(Image region labeling lines)
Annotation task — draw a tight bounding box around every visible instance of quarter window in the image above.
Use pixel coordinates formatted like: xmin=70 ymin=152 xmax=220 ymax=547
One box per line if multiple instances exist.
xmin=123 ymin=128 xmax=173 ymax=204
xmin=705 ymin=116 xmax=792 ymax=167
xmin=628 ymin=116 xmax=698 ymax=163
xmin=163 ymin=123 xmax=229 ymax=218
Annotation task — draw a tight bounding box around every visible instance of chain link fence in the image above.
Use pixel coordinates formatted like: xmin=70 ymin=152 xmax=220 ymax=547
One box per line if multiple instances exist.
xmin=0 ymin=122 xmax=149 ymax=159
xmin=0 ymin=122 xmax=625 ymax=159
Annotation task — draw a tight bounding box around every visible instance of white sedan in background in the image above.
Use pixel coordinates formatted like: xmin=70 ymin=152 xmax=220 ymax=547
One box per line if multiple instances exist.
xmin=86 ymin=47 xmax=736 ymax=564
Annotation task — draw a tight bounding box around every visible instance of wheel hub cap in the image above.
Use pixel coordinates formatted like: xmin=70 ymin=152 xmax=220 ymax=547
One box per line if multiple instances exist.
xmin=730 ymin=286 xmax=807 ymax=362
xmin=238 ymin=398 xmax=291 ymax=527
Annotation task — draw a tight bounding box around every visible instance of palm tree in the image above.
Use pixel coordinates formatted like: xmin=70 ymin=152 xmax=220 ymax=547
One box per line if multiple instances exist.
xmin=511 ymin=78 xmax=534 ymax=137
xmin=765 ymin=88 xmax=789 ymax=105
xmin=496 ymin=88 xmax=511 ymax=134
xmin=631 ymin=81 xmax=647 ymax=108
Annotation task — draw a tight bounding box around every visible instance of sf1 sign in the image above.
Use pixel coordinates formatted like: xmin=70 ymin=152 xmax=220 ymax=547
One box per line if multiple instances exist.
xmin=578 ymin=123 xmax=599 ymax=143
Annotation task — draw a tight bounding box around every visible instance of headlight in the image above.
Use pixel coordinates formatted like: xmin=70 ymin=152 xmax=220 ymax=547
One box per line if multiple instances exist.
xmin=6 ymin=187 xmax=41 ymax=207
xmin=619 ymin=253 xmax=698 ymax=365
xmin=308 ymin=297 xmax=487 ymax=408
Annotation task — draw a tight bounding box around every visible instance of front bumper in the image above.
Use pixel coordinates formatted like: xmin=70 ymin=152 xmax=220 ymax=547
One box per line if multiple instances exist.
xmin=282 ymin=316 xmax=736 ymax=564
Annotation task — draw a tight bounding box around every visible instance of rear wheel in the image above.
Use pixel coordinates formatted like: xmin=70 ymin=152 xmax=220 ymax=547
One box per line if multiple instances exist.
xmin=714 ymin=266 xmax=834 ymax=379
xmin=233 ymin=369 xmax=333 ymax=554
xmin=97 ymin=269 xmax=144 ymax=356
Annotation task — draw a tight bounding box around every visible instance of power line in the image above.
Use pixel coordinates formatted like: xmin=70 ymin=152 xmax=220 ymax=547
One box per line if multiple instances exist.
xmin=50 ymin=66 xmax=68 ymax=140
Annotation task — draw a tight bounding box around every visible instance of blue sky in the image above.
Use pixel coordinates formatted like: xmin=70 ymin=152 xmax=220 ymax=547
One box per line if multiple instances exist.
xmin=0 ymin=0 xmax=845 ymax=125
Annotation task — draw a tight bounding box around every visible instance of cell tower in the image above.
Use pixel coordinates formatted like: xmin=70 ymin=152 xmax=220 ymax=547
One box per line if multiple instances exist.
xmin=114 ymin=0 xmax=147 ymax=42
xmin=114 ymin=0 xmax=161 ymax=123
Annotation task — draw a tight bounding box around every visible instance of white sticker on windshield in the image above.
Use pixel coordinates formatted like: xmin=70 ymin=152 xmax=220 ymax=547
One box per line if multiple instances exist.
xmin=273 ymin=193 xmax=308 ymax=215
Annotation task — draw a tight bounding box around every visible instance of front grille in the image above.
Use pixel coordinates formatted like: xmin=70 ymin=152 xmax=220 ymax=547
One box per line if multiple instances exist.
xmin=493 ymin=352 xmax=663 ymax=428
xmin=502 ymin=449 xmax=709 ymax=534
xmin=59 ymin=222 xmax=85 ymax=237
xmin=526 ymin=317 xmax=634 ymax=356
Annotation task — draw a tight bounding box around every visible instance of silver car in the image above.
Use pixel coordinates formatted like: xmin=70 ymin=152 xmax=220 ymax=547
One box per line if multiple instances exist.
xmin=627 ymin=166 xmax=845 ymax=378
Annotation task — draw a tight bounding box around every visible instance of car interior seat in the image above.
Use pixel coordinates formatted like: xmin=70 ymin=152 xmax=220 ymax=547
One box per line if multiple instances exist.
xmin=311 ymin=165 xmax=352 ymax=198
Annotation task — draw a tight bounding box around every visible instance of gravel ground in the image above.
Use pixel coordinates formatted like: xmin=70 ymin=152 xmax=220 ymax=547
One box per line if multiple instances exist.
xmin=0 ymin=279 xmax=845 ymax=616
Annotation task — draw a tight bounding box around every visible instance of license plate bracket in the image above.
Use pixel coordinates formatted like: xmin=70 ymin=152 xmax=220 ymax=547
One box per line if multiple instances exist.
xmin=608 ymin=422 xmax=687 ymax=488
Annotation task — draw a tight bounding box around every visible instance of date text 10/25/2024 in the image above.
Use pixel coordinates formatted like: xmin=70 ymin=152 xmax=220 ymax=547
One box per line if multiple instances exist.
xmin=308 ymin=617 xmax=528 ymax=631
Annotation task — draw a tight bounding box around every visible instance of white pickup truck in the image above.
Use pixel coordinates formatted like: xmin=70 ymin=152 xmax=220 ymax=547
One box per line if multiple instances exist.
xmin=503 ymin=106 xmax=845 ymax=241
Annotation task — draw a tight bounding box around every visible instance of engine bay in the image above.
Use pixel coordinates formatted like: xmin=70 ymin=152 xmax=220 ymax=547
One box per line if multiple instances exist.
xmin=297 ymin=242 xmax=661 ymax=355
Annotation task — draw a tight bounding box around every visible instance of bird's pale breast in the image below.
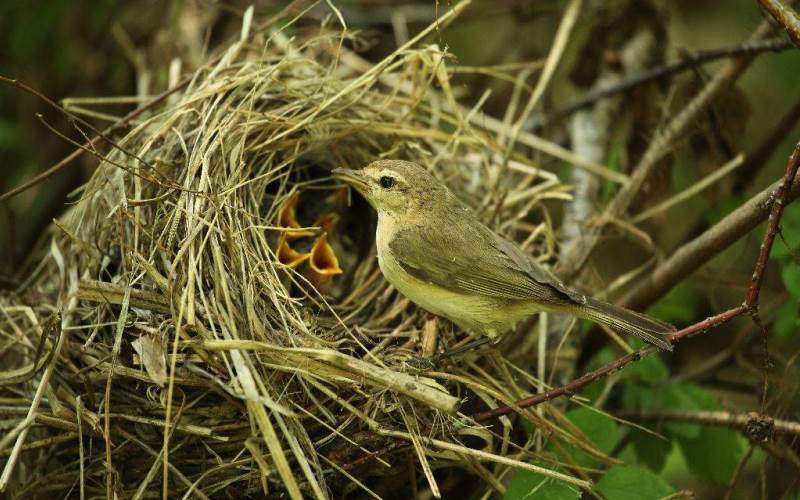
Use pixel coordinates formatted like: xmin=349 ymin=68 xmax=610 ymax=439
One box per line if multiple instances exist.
xmin=375 ymin=213 xmax=536 ymax=337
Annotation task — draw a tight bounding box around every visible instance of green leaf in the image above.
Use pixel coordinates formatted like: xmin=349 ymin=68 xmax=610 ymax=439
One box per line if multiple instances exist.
xmin=770 ymin=205 xmax=800 ymax=260
xmin=623 ymin=356 xmax=669 ymax=385
xmin=781 ymin=262 xmax=800 ymax=299
xmin=678 ymin=426 xmax=744 ymax=484
xmin=567 ymin=408 xmax=619 ymax=465
xmin=772 ymin=300 xmax=800 ymax=337
xmin=503 ymin=470 xmax=581 ymax=500
xmin=630 ymin=428 xmax=672 ymax=472
xmin=648 ymin=280 xmax=702 ymax=324
xmin=597 ymin=466 xmax=675 ymax=500
xmin=580 ymin=347 xmax=616 ymax=401
xmin=663 ymin=384 xmax=719 ymax=439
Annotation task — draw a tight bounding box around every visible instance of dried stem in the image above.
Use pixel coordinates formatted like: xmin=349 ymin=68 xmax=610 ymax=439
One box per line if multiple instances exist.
xmin=473 ymin=143 xmax=800 ymax=422
xmin=758 ymin=0 xmax=800 ymax=47
xmin=546 ymin=38 xmax=792 ymax=123
xmin=616 ymin=409 xmax=800 ymax=442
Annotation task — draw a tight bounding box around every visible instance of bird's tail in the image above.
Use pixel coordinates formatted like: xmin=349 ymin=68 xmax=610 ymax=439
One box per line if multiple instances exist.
xmin=575 ymin=297 xmax=675 ymax=351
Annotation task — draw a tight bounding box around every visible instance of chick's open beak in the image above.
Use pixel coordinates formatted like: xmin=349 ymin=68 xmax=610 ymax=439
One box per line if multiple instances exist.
xmin=332 ymin=168 xmax=368 ymax=193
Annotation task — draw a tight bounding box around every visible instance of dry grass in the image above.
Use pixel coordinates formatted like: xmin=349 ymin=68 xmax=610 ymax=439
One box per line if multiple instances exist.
xmin=0 ymin=4 xmax=608 ymax=498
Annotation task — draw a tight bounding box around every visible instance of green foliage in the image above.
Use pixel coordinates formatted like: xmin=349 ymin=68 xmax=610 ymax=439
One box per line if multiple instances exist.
xmin=678 ymin=426 xmax=744 ymax=484
xmin=624 ymin=356 xmax=669 ymax=385
xmin=781 ymin=262 xmax=800 ymax=299
xmin=503 ymin=470 xmax=581 ymax=500
xmin=597 ymin=466 xmax=675 ymax=500
xmin=567 ymin=408 xmax=619 ymax=466
xmin=630 ymin=429 xmax=672 ymax=472
xmin=650 ymin=281 xmax=703 ymax=324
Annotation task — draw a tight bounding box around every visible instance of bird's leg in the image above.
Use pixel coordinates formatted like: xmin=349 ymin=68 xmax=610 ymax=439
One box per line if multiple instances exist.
xmin=406 ymin=335 xmax=492 ymax=370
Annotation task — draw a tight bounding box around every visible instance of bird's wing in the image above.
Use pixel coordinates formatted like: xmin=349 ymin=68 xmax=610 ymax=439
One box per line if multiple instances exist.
xmin=389 ymin=224 xmax=585 ymax=303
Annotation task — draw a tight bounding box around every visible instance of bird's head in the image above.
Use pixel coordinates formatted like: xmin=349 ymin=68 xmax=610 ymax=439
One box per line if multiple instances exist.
xmin=333 ymin=160 xmax=444 ymax=216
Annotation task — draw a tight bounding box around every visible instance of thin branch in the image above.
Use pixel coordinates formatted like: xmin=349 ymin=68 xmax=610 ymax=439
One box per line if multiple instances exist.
xmin=556 ymin=22 xmax=770 ymax=281
xmin=619 ymin=162 xmax=800 ymax=310
xmin=0 ymin=77 xmax=191 ymax=203
xmin=616 ymin=409 xmax=800 ymax=443
xmin=545 ymin=38 xmax=793 ymax=124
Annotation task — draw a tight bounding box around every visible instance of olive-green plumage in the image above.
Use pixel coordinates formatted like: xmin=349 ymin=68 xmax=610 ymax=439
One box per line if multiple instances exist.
xmin=334 ymin=160 xmax=675 ymax=350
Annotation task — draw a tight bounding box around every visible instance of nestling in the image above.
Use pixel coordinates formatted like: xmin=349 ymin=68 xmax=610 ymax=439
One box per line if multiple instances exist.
xmin=333 ymin=160 xmax=675 ymax=351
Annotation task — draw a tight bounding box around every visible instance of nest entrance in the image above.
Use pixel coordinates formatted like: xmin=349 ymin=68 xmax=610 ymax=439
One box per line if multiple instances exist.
xmin=0 ymin=4 xmax=585 ymax=497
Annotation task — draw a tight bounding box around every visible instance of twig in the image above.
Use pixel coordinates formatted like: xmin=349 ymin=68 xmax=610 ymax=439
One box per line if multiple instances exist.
xmin=473 ymin=142 xmax=800 ymax=422
xmin=0 ymin=77 xmax=192 ymax=203
xmin=545 ymin=38 xmax=793 ymax=124
xmin=616 ymin=409 xmax=800 ymax=443
xmin=722 ymin=446 xmax=755 ymax=500
xmin=758 ymin=0 xmax=800 ymax=47
xmin=619 ymin=164 xmax=800 ymax=310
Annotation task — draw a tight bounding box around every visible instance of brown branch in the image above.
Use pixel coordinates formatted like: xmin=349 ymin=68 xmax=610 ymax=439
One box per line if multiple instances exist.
xmin=616 ymin=409 xmax=800 ymax=443
xmin=545 ymin=38 xmax=793 ymax=124
xmin=0 ymin=77 xmax=191 ymax=203
xmin=619 ymin=164 xmax=800 ymax=310
xmin=556 ymin=22 xmax=770 ymax=281
xmin=473 ymin=142 xmax=800 ymax=422
xmin=758 ymin=0 xmax=800 ymax=47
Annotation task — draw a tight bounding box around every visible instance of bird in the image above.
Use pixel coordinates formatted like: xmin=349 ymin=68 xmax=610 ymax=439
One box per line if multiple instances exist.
xmin=332 ymin=160 xmax=675 ymax=351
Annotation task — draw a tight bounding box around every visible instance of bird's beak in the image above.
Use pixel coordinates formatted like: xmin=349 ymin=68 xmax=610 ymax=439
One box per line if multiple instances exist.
xmin=332 ymin=168 xmax=369 ymax=193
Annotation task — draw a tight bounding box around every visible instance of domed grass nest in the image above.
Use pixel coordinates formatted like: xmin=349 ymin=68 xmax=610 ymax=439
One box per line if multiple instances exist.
xmin=0 ymin=4 xmax=599 ymax=498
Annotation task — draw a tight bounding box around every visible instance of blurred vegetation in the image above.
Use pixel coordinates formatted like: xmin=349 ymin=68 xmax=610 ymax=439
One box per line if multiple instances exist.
xmin=0 ymin=0 xmax=800 ymax=499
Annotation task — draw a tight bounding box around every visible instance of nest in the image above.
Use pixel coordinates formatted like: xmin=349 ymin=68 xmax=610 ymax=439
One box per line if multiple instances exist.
xmin=0 ymin=7 xmax=600 ymax=498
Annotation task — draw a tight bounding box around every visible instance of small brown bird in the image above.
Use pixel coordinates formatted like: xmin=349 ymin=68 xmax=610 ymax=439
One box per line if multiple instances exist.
xmin=333 ymin=160 xmax=675 ymax=351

▸ THE REQUEST:
Lay out the lines above as a JSON list of strings, one string per line and no blank lines, running from the start of the records through the line that contains "xmin=631 ymin=81 xmax=647 ymax=108", inclusive.

▸ IN RESPONSE:
[
  "Annotation task — draw a tight bounding box around every visible instance of quarter window in the image above.",
  "Use pixel coordinates formatted like: xmin=70 ymin=152 xmax=220 ymax=547",
  "One box per line if multiple instances exist.",
  "xmin=123 ymin=128 xmax=173 ymax=204",
  "xmin=705 ymin=116 xmax=792 ymax=167",
  "xmin=628 ymin=116 xmax=698 ymax=163",
  "xmin=163 ymin=123 xmax=229 ymax=218",
  "Annotation task — draw a tight bounding box around every visible instance of chain link fence in the image above.",
  "Use pixel coordinates formatted like: xmin=70 ymin=152 xmax=220 ymax=547",
  "One box per line if multiple instances exist.",
  "xmin=0 ymin=122 xmax=149 ymax=159",
  "xmin=0 ymin=122 xmax=625 ymax=159",
  "Annotation task — draw a tight bounding box around every visible instance of white sedan in background in the image above.",
  "Use pixel coordinates formatted like: xmin=70 ymin=152 xmax=220 ymax=547",
  "One box per line if multiple instances exist.",
  "xmin=86 ymin=47 xmax=736 ymax=564",
  "Annotation task — draw a tight bounding box around every visible instance of wheel hub cap in the image above.",
  "Use pixel coordinates formatted like: xmin=70 ymin=152 xmax=220 ymax=547",
  "One box per line if multiple instances exist.",
  "xmin=730 ymin=286 xmax=807 ymax=362",
  "xmin=238 ymin=398 xmax=291 ymax=527",
  "Annotation task — draw a tight bounding box around every visible instance of palm tree in the image above.",
  "Use pixel coordinates formatted like: xmin=70 ymin=152 xmax=220 ymax=547",
  "One box per line if multiple instances exist.",
  "xmin=511 ymin=78 xmax=534 ymax=137",
  "xmin=765 ymin=88 xmax=789 ymax=105",
  "xmin=496 ymin=88 xmax=511 ymax=134",
  "xmin=631 ymin=81 xmax=647 ymax=108"
]